## Saved entries
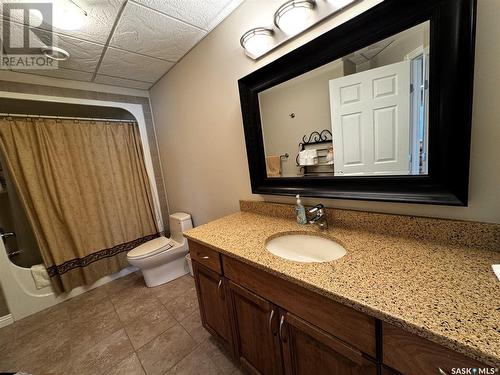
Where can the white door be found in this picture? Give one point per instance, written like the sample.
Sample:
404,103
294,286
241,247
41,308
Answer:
370,114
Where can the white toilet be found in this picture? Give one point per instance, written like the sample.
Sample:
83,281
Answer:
163,259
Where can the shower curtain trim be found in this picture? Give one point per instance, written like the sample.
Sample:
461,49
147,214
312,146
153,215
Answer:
60,269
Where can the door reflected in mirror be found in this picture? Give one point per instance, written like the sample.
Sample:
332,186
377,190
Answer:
365,114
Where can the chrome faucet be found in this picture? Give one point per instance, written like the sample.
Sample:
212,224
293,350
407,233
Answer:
317,215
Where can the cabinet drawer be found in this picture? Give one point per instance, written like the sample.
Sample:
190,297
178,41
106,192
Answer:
413,355
205,256
351,326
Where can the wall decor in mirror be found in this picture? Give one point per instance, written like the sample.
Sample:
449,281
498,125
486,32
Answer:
378,108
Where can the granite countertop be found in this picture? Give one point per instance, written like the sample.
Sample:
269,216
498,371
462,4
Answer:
445,293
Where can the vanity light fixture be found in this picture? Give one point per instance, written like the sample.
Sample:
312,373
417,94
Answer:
257,41
55,53
295,16
291,19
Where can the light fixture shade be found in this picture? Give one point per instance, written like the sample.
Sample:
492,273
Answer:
257,41
295,16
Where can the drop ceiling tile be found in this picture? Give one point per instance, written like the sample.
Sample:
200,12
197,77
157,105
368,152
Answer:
195,12
122,64
101,15
83,55
61,73
115,81
159,35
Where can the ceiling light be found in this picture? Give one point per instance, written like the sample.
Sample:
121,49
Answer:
295,16
55,53
68,15
257,41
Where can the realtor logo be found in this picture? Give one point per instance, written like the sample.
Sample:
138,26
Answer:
26,36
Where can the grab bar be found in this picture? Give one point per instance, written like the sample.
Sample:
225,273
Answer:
14,253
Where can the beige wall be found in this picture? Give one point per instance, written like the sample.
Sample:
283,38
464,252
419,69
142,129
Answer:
198,118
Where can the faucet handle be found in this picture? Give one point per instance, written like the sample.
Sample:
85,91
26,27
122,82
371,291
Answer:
318,207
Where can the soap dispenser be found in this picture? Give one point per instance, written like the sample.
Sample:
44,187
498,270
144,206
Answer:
301,211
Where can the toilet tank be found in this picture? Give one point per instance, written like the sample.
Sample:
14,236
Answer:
179,222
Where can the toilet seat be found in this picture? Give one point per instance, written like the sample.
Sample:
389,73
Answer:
151,248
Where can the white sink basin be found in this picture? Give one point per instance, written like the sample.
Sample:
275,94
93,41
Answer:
305,248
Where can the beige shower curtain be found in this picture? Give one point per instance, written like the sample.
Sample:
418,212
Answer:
85,190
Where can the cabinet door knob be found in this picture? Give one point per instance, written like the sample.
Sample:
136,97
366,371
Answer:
282,322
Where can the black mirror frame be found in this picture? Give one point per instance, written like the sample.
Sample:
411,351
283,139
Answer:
451,76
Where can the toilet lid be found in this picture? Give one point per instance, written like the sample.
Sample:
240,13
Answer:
151,247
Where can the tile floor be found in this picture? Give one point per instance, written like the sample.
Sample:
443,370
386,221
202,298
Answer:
120,328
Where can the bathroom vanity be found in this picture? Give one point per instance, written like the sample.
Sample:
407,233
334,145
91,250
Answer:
377,310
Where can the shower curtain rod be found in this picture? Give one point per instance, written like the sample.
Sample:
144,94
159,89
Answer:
64,117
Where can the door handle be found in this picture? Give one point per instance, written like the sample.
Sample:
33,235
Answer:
219,289
282,322
270,322
5,236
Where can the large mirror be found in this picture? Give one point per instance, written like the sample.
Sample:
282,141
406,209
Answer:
378,108
364,114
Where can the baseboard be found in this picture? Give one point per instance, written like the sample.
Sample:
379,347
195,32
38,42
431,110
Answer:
6,320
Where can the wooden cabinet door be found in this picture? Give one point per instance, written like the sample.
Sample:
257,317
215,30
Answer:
214,311
255,327
309,350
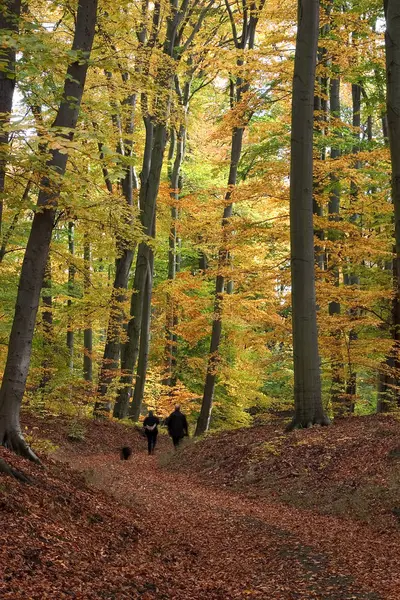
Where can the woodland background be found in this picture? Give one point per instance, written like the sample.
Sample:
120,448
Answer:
222,81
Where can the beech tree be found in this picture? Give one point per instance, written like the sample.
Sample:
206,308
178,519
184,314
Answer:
37,250
307,378
9,23
239,87
392,46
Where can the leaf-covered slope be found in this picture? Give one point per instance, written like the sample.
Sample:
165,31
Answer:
351,468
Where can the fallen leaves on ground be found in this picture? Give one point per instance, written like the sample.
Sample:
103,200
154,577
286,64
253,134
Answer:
144,531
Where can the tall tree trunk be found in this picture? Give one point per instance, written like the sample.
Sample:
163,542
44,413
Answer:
9,21
175,183
88,331
37,250
337,390
203,421
123,266
307,379
71,287
238,89
137,400
392,46
352,278
150,178
47,328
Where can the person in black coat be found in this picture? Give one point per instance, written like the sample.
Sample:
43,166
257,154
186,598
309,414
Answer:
150,425
177,426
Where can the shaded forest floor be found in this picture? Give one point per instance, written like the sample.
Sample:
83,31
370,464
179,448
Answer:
199,524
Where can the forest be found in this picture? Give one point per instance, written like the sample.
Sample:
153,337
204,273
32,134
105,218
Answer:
200,208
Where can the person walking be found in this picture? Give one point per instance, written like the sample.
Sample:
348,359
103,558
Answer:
177,426
150,425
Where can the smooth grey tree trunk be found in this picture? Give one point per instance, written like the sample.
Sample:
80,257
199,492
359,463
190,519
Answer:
307,378
150,176
351,278
238,88
123,266
138,393
71,287
171,319
337,388
392,47
203,421
47,328
156,122
9,21
37,250
88,331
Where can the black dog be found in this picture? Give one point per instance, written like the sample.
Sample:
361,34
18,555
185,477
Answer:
126,452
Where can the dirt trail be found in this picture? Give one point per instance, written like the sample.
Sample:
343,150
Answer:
211,544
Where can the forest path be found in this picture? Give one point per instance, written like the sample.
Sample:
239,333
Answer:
205,543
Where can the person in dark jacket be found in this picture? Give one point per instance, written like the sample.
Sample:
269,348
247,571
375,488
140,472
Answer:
150,425
177,426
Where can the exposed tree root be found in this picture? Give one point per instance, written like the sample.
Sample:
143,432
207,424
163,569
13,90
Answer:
14,441
299,424
5,468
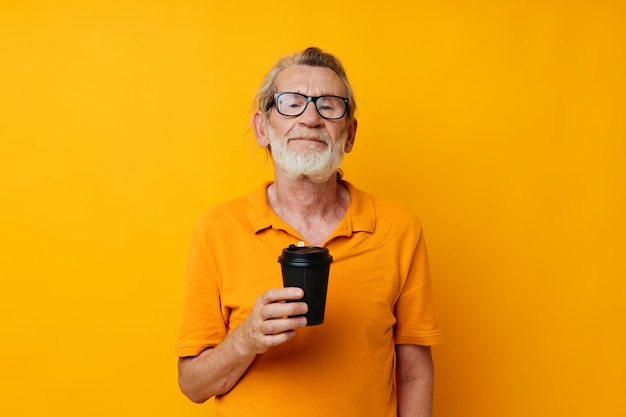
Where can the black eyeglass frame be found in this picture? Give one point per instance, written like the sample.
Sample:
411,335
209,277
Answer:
310,99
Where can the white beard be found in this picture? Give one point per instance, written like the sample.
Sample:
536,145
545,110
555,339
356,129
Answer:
311,163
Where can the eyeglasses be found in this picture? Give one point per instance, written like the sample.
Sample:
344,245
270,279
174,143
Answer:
294,104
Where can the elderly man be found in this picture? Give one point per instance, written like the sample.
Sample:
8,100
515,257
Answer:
241,342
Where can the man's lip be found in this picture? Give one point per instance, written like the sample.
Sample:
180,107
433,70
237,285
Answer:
309,139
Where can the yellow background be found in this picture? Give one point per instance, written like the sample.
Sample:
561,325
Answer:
500,122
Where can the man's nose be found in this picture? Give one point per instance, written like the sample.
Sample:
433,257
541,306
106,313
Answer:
311,117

## Exercise
Every entry above needs to be retyped exactly; drop the pictures.

## Output below
Where can the white door be found in this picture? Give one point per instance, written like the sample.
Sample:
404,103
294,286
241,247
41,308
Answer:
370,114
Where can the white toilet be found in this picture? Give one point per instance, written like the sample.
Sample:
83,281
Answer:
163,259
Where can the shower curtain trim be found in this picture? Give one point per instance, written like the sample.
Sample:
461,49
147,214
312,146
153,215
Answer:
60,269
Where can the door reflected in mirror be found in this picture? Give one point per instance, written like the sample.
Sample:
332,186
377,190
Answer:
365,114
Where can the chrome faucet be found in this picture? Give one point per instance, written like the sample.
Sample:
212,224
293,350
407,233
Answer:
317,215
Where can the cabinet drawer be found in this picture? Give one point per instance, written like the sample.
Sample:
190,297
178,41
106,192
Answer:
413,355
205,256
351,326
Where can the wall decor in mirror be found in this picture? Give one point per instance, written like the sample.
Sample:
449,281
498,125
486,32
Answer:
378,108
Where can the granite countertop be found in this picture? Give one point per instance, written like the sample.
Sample:
269,216
498,371
462,4
Answer:
445,293
Where can the vanity light fixture be found in this picture? Give one point per instance, written like the sample.
Sample:
312,373
417,94
Answer:
257,41
55,53
295,16
291,19
Where can the light fixture shade be found in this picture? Give one point per instance, written like the sample.
Sample:
492,273
Answer:
257,41
295,16
Where can the drop ceiling tile be found in this picture? Give one point per instance, written like the sample.
Sample:
200,12
197,77
157,105
368,152
Answer:
195,12
122,64
101,15
83,55
61,73
115,81
159,35
Where can the ceiling light be found in this picture? Give one point per instance, written like the sample.
Sample:
121,49
Answer:
295,16
55,53
68,15
257,41
Where can the realtor logo be found in this picture? Give one point per instance, written like the sample.
Sample:
138,26
Answer:
26,36
Where can the grab bar be found in this picture? Give one point per instance, written like the sample.
Sample:
225,273
Answer:
14,253
Where can the beige wall be found in this picture? Give one point per instance, written like the sample.
Sample:
283,38
464,252
419,69
142,129
Answer:
198,118
Where can the faucet handle be found in this picture? Give one point per instance, written like the sample.
Sample:
85,91
26,27
122,82
371,291
Answer:
318,207
Where can the soap dispenser be found in this picture? Give one point per instance, written like the sample.
Sample:
44,187
498,270
144,206
Answer:
301,211
Where can the toilet tank be found in this picture? Give one point per instance, written like the sample.
Sample:
14,236
Answer:
179,222
Where can the toilet seat be found in this picture? Give one point per instance, written like the sample.
Sample:
389,73
Answer:
151,248
Where can the white sink basin be found in this picture? Give one point per instance, written like the sample.
Sample:
275,94
93,41
Answer:
305,248
Where can the beige shower curtain be found in this picture? Give one point per instance, written like the sample.
Sample:
418,212
Answer:
85,190
Where can the cabinet door knob be found in this picture? Give one point per instance, written like the sample.
Sample:
136,97
366,371
Answer:
282,322
Where can the black mirror frame be found in this picture? Give one point per instance, written like the sample.
Sample:
411,351
283,139
Answer:
451,76
Where can the toilet lid be found in this picture? Give one point per instance, written like the sample.
Sample:
240,13
Answer:
151,247
Where can the tile floor be found in this picture? Give one point per instance, written like the sample.
Sample:
443,370
386,221
202,298
Answer:
120,328
Where can the bathroom vanity be found in this picture? Give one point per instance, written like the sample.
Sample:
407,233
334,145
91,250
Answer:
377,310
Where can the shower curtain rod be found in this picture? Give one point per instance, written like the sample.
Sample:
144,94
159,89
Answer:
64,117
Where can the door handle be found in this picture? Give one point per instance, written like the sample.
Sample:
33,235
Answer:
219,289
282,322
270,322
5,236
Where can the large mirror be found in this picture? Give one point per instance, written like the sample.
Sample:
282,141
406,209
Answer:
378,108
364,114
Where can the baseboard be found in this picture? Give one point per instance, written like the sample.
Sample:
379,347
195,32
38,42
431,110
Answer:
6,320
Where can the wooden cabinet door be found in this picture? Give one point per instance, written like the sample.
Sample:
257,317
215,30
Answer:
214,311
255,327
309,350
Where can the woodland background be found in this picture? Give one point per instance, written like the sample.
Sample:
120,448
Answer:
222,81
Where can the beech tree be found in this picture? Give one point per instance, written like the sample.
Sample:
206,308
178,519
184,314
Answer:
37,250
307,378
9,23
239,87
392,46
Where can the leaf-covered slope be found in this picture? Give one point per instance, written like the sample.
Sample:
165,31
Answer:
351,468
Where can the fallen leaves on ground be found in this picture? Give one point per instance, written like the sample.
Sample:
103,200
154,577
286,64
253,134
Answer:
144,531
Where can the tall tree trunk be found in this picture? Give one point per instance, written like the sample.
Sample:
163,542
44,413
Answer:
9,21
175,183
88,331
37,250
337,390
203,421
123,266
307,379
71,287
238,89
137,400
392,46
352,278
150,178
47,328
Where can the person in black coat be found in this picture? Give one point per instance, written like the sample.
Sample:
43,166
257,154
186,598
309,414
Answer:
150,425
177,426
Where can the shaded forest floor be found in this picture? Give one point per instance, written like the sample.
Sample:
83,31
370,464
179,448
Answer:
199,524
Where can the forest be found in this picture? Give one point per instance, written like the sample.
Sample:
153,337
204,273
32,134
105,218
Answer:
200,208
Where can the person walking be found in this picture? Give one point per instance, written like the sample.
Sample:
348,359
103,558
Answer:
177,426
150,425
Where can the smooth grey tree trunk be found in this picture? Give one point per instance, written like the sample.
Sample:
80,257
199,492
359,463
190,519
Answer:
307,378
150,176
351,278
238,88
123,266
138,393
71,287
171,319
337,388
392,47
203,421
47,328
156,122
9,21
37,250
88,331
Where can the black dog be found in this picture? Give one point per instance, written like the sample.
Sample:
361,34
18,555
185,477
Answer:
126,452
Where can the dirt trail be found in this picture? Give one point per instance, written like the sample.
Sample:
343,150
Answer:
211,544
Where can the forest path be found in this picture? Give one point per instance, written like the sample.
Sample:
239,333
Answer:
205,543
Where can the person in dark jacket be found in this picture? Give one point per instance, written like the sample.
Sample:
269,348
247,571
375,488
140,472
Answer:
150,425
177,426
Where can the exposed tree root be found in this picture? Give one point per instance, written like the sample.
Sample:
143,432
207,424
163,569
13,90
Answer:
14,441
299,424
5,468
Where can the black eyeglass frame be found in this picture? Give one point per instance, written like the sample.
Sample:
411,335
209,277
Answer:
310,99
Where can the white beard be found in this picture? Give one point per instance, written like the sample.
Sample:
536,145
545,110
555,339
356,129
Answer:
311,163
Where can the eyeglasses be found in this picture? Give one point per instance, written like the sample.
Sample:
344,245
270,279
174,143
Answer:
294,104
Where can the elderly man be found in this picture? Give one point per instance, written like the sample.
Sample:
8,100
515,257
Answer:
241,342
Where can the man's lip be found in this picture? Give one point per instance, written like the sample.
Sample:
180,107
433,70
237,285
Answer:
309,139
Where can the yellow background be found in this picture? Give one point per instance, written like the sample.
Sample:
561,325
Answer:
500,122
Where can the man's nose be found in this picture? Give one point per instance, written like the sample.
Sample:
433,257
541,306
106,313
Answer:
311,117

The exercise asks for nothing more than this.